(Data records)

▶

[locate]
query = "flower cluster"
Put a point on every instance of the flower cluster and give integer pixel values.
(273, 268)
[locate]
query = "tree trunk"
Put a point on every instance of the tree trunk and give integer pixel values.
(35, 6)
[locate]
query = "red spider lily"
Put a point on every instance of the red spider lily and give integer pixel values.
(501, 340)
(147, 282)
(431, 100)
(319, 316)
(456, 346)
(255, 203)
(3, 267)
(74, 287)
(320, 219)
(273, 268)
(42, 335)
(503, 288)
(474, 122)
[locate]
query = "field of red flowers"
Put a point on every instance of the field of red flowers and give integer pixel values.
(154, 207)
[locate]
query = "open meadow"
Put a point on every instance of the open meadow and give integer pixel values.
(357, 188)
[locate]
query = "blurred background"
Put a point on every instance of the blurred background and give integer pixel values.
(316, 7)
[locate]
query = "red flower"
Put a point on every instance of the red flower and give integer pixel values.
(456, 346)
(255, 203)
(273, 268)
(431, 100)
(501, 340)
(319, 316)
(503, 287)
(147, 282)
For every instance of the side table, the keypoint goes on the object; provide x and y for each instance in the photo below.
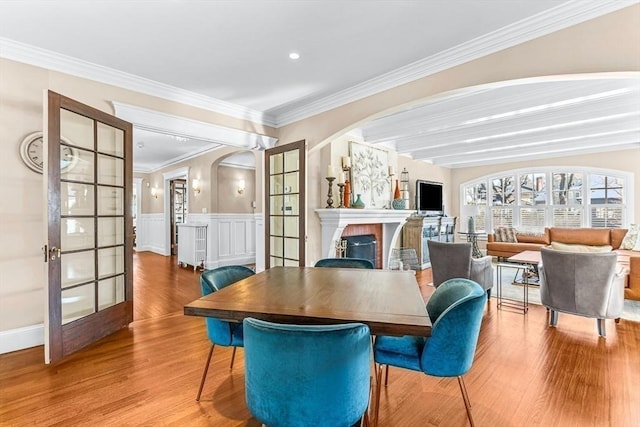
(523, 260)
(473, 239)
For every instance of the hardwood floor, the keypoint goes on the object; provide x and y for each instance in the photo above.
(524, 373)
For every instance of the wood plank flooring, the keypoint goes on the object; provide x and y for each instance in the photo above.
(524, 373)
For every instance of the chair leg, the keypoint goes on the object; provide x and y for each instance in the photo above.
(386, 375)
(233, 357)
(378, 391)
(204, 374)
(465, 397)
(553, 318)
(602, 330)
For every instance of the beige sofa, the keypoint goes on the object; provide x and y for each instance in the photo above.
(576, 236)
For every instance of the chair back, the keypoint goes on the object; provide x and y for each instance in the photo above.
(457, 307)
(580, 283)
(306, 375)
(449, 261)
(345, 263)
(219, 331)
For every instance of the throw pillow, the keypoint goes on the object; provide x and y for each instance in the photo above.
(506, 234)
(631, 238)
(580, 248)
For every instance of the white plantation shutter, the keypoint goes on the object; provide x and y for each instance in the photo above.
(502, 217)
(567, 217)
(606, 217)
(532, 218)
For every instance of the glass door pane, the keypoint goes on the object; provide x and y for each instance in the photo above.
(92, 230)
(285, 205)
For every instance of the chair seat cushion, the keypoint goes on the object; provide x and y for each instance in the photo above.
(404, 351)
(237, 338)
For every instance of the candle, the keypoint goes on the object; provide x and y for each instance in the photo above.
(330, 173)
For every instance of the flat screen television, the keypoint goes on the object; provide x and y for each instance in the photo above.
(429, 198)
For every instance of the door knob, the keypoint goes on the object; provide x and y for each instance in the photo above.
(54, 253)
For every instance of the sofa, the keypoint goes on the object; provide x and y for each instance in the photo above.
(580, 238)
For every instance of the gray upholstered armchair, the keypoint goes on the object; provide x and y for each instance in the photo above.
(585, 284)
(453, 260)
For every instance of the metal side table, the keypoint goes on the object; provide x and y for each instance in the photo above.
(524, 260)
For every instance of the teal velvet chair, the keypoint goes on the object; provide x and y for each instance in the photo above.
(307, 375)
(220, 332)
(455, 310)
(345, 263)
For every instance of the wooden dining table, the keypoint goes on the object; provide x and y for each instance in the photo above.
(388, 301)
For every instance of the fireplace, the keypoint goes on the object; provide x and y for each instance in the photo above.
(385, 224)
(363, 246)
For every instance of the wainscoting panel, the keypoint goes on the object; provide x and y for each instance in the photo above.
(225, 238)
(151, 233)
(241, 240)
(231, 238)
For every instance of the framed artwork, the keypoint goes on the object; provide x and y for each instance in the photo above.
(369, 170)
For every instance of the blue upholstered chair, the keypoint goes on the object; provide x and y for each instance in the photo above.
(455, 310)
(220, 332)
(453, 260)
(345, 263)
(306, 375)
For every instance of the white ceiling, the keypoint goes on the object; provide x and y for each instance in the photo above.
(232, 56)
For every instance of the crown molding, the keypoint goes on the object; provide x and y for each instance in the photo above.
(156, 121)
(28, 54)
(563, 16)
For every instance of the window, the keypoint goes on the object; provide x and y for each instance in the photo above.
(549, 197)
(475, 202)
(566, 198)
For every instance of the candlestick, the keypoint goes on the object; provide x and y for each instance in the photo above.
(341, 186)
(330, 193)
(346, 162)
(330, 172)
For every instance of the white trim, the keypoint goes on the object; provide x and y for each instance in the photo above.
(156, 121)
(33, 55)
(21, 338)
(565, 15)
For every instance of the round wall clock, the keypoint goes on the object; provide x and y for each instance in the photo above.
(32, 153)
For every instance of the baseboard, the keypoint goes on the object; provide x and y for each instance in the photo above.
(243, 260)
(149, 248)
(21, 338)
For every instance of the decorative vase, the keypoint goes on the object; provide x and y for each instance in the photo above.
(398, 204)
(346, 201)
(358, 204)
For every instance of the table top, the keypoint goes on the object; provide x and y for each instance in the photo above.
(527, 257)
(389, 302)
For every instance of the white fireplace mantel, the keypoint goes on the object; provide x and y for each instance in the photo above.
(334, 221)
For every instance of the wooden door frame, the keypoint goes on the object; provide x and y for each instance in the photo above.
(302, 208)
(94, 326)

◀

Could you copy every line in the records that holds "query"?

▸ **SOLUTION TO THE EXERCISE**
query = "flower cluster"
query = "tree trunk"
query = "red spider lily"
query = "field of red flowers"
query = "open meadow"
query = "blurred background"
query = "red flower"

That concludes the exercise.